- TASK STATEMENT: Please find each line in the data below that contains the word "tree" and copy those lines out in full.

- RECORDS TO PROCESS:
──────
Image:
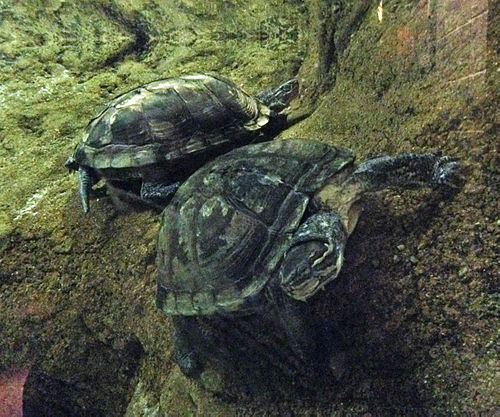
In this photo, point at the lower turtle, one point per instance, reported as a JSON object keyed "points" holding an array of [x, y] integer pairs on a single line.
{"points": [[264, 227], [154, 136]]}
──────
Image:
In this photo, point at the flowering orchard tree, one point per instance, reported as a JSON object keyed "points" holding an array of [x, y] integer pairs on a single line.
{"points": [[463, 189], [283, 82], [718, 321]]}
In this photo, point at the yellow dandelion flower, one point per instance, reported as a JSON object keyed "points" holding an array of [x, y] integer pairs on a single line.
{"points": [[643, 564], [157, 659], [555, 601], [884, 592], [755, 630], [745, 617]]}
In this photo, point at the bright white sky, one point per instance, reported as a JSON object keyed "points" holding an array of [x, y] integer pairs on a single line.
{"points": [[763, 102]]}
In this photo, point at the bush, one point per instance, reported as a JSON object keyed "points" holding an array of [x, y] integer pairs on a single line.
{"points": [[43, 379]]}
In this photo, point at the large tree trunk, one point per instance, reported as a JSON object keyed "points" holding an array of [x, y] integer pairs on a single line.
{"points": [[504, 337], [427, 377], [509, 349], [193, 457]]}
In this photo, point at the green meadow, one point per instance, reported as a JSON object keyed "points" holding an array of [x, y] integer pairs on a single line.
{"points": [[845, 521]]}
──────
- SOLUTION FOR THIS TASK:
In this photo, point at the flowering orchard tree, one point per instance, reported as a JSON object keyed "points" holding an array of [x, y] integer pairs on a single line.
In this photo, point at the large tree trunk, one point per instance, reported as a JSON object keyed "points" holding an array of [x, y] integer pairs on a single line.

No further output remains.